***** Document excerpt *****

Each spring since 2000, Villanova University chooses a distinguished Irish writer to hold its Charles A. Heimbold Jr. Chair of Irish Studies. Named for a Villanova graduate who was former CEO of Bristol-Myers Squibb and US ambassador to Sweden, the Heimbold chair has since become one of the most prestigious Irish studies positions in the United States.
The 2023 Heimbold Chair holder is Mary O’Donoghue, who has published books of award-winning poetry which include Tulle (Salmon Poetry, 2001) and Among These Winters (Dedalus, 2007). She has written prize-winning fiction, including her debut novel It Is Before the House Burns (Lilliput, 2010) and takes place on the West Coast of Ireland. Booker Prize-winning Irish novelist Anne Enright (The Gathering) described the novel as “electric, real, and utterly modern: this is a voice to welcome and to watch.”
To kick off Villanova’s 2023 Literary Festival, O’Donoghue gave this year’s Heimbold Chair Reading at Villanova’s Connelly Center on Thursday February 23. Irish Ambassafor Geraldine Byrne Nason and Andrew Bryne, Deputy Consul General of Ireland, were in attendance.

*****

To do:
Reproduce word for word the stretch of the passage on Villanova's Heimbold Chair from "The 2023 Heimbold" through "were in attendance.".

***** Given data *****

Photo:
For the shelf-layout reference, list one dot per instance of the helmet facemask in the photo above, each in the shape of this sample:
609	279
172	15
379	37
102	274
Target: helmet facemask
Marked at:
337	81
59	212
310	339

*****

Completed exercise:
The 2023 Heimbold Chair holder is Mary O’Donoghue, who has published books of award-winning poetry which include Tulle (Salmon Poetry, 2001) and Among These Winters (Dedalus, 2007). She has written prize-winning fiction, including her debut novel It Is Before the House Burns (Lilliput, 2010) and takes place on the West Coast of Ireland. Booker Prize-winning Irish novelist Anne Enright (The Gathering) described the novel as “electric, real, and utterly modern: this is a voice to welcome and to watch.”
To kick off Villanova’s 2023 Literary Festival, O’Donoghue gave this year’s Heimbold Chair Reading at Villanova’s Connelly Center on Thursday February 23. Irish Ambassafor Geraldine Byrne Nason and Andrew Bryne, Deputy Consul General of Ireland, were in attendance.